DOCUMENTO FUENTE:
Kant plantea su famoso “giro copernicano” para explicar cómo podemos conocer por ciertas formas a priori ─previas y anteriores a lo empírico─ inherentes al sujeto que conoce. Es decir, el idealismo kantiano asume que es el hombre, no las cosas del mundo sensible, quien produce conocimiento por sí mismo como instancia formadora y legisladora del saber.

En el mundo contemporáneo estamos enfrentando un nuevo giro antropológico: lo que ahora importa son los datos. Según el giro dataísta, el hombre debe regirse por datos. Ya no es productor de saber, como postulaba Kant, pues ha entregado su soberanía a los datos. El dataísmo ha puesto la lápida al idealismo y humanismo de la Ilustración. Ahora el saber es producido maquinalmente, mediante datos en los que no interviene el sujeto humano.

El dataísmo impone transformar y visibilizar todo en datos e informaciones. La transparencia es la consigna. El hombre ya no es libre, solo lo son los flujos de datos e informaciones que circulan libremente. Es una nueva y “eficaz forma de dominio en la que la comunicación total coincide con la vigilancia total” (p. 106). El dominio que ejerce el dataísmo hace posible, incluso, intervenir en la psique humana y manejarla. El peligro es que esa dominación se hace pasar por libertad.

La seducción de la pornografía

La seducción es un juego que pertenece al orden de lo ritual. El acto sexual, en cambio, es una función que se encuadra en el orden de lo natural. En la seducción “todo se desarrolla en un ‘orden casi litúrgico del desafío y del duelo’. Kierkegaard la compara con la esgrima” (p. 109). En la seducción el poder no es maligno ni opresivo, sino seductor e incluso erótico. “Ejercer poder sobre el otro, en una especie de juego estratégico abierto donde las cosas podrían invertirse, eso no es el mal; eso es parte del amor de la pasión, del placer sexual” (p. 110).

En la intimidad del amor se abandona el ámbito de la seducción. Es el final del juego, porque la intimidad desconfía de las escenificaciones; se pierde lo lúdico. “La fantasía para imaginar al otro es constitutiva de la seducción” (p. 110). De ahí que la pornografía sea absolutamente incompatible con la seducción, pues se ha erradicado al otro por completo; el placer pornográfico es esencialmente narcisista. Su interés es el consumo inmediato del objeto que se ofrece sin velos.

LOS DATOS:
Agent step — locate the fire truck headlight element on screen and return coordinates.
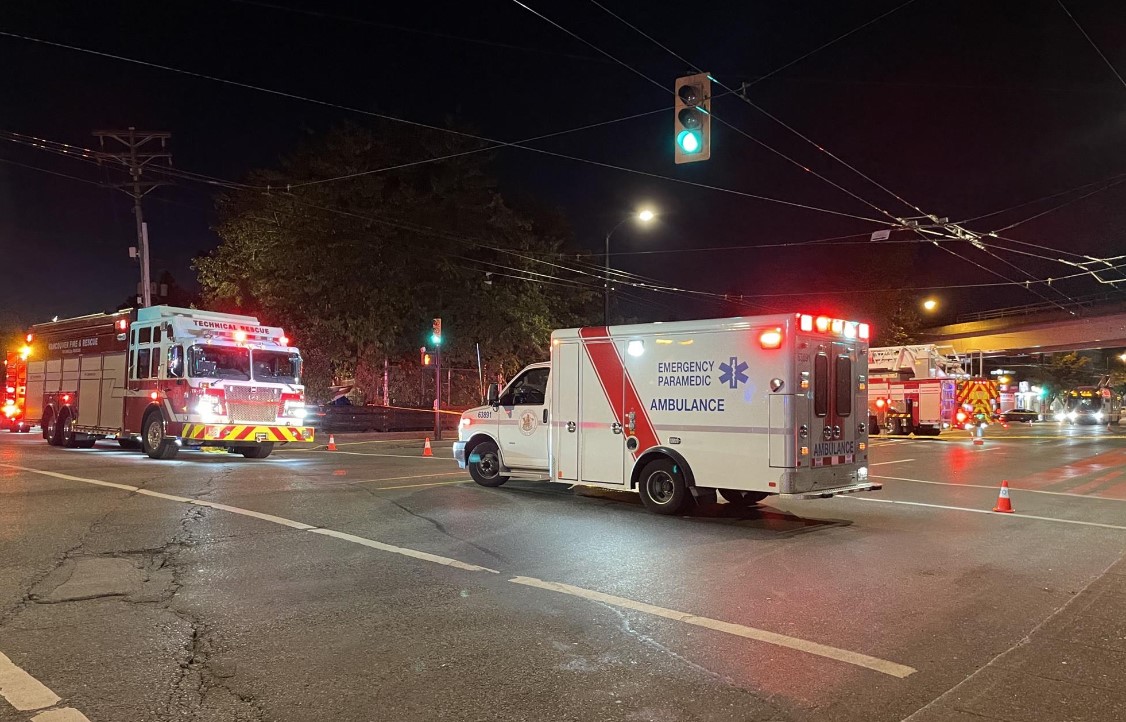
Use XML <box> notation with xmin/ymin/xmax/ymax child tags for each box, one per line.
<box><xmin>196</xmin><ymin>395</ymin><xmax>223</xmax><ymax>416</ymax></box>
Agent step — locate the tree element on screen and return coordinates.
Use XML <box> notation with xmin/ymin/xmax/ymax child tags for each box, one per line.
<box><xmin>195</xmin><ymin>125</ymin><xmax>595</xmax><ymax>395</ymax></box>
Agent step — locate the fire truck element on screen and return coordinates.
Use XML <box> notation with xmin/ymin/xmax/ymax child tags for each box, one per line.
<box><xmin>26</xmin><ymin>306</ymin><xmax>313</xmax><ymax>458</ymax></box>
<box><xmin>454</xmin><ymin>314</ymin><xmax>881</xmax><ymax>514</ymax></box>
<box><xmin>0</xmin><ymin>346</ymin><xmax>32</xmax><ymax>433</ymax></box>
<box><xmin>868</xmin><ymin>345</ymin><xmax>965</xmax><ymax>436</ymax></box>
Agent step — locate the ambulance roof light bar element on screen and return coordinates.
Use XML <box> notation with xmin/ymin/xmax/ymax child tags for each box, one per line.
<box><xmin>797</xmin><ymin>313</ymin><xmax>872</xmax><ymax>341</ymax></box>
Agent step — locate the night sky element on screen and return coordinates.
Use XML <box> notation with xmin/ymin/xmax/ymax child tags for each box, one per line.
<box><xmin>0</xmin><ymin>0</ymin><xmax>1126</xmax><ymax>323</ymax></box>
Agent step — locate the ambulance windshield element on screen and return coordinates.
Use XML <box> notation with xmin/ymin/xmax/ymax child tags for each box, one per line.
<box><xmin>188</xmin><ymin>346</ymin><xmax>250</xmax><ymax>381</ymax></box>
<box><xmin>252</xmin><ymin>349</ymin><xmax>301</xmax><ymax>384</ymax></box>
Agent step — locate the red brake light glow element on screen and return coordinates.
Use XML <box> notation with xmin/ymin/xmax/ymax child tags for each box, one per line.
<box><xmin>759</xmin><ymin>329</ymin><xmax>781</xmax><ymax>348</ymax></box>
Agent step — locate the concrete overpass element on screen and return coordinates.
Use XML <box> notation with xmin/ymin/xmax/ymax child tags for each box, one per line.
<box><xmin>919</xmin><ymin>303</ymin><xmax>1126</xmax><ymax>356</ymax></box>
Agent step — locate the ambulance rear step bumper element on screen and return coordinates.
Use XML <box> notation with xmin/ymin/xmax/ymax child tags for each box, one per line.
<box><xmin>778</xmin><ymin>481</ymin><xmax>884</xmax><ymax>499</ymax></box>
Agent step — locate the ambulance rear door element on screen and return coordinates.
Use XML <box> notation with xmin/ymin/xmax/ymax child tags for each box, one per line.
<box><xmin>810</xmin><ymin>339</ymin><xmax>867</xmax><ymax>467</ymax></box>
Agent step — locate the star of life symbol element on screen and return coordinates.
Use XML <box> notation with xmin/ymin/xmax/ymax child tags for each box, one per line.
<box><xmin>720</xmin><ymin>356</ymin><xmax>749</xmax><ymax>389</ymax></box>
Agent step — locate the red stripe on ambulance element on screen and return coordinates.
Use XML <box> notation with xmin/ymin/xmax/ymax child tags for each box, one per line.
<box><xmin>579</xmin><ymin>326</ymin><xmax>661</xmax><ymax>458</ymax></box>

TAREA A:
Responde a partir del texto sobre el dataísmo y la seducción:
(i) ¿Con qué compara Kierkegaard la seducción?
(ii) ¿Cuál es la consigna del dataísmo?
(iii) ¿Cómo se califica el placer pornográfico?
TAREA B: Devuelve sin cambios el pasaje del texto sobre el dataísmo y la seducción que empieza en las palabras "En el mundo" y termina después de "el sujeto humano.".

RESPUESTA ESCRITA A:
(i) Con la esgrima.
(ii) La transparencia.
(iii) Como esencialmente narcisista.

RESPUESTA ESCRITA B:
En el mundo contemporáneo estamos enfrentando un nuevo giro antropológico: lo que ahora importa son los datos. Según el giro dataísta, el hombre debe regirse por datos. Ya no es productor de saber, como postulaba Kant, pues ha entregado su soberanía a los datos. El dataísmo ha puesto la lápida al idealismo y humanismo de la Ilustración. Ahora el saber es producido maquinalmente, mediante datos en los que no interviene el sujeto humano.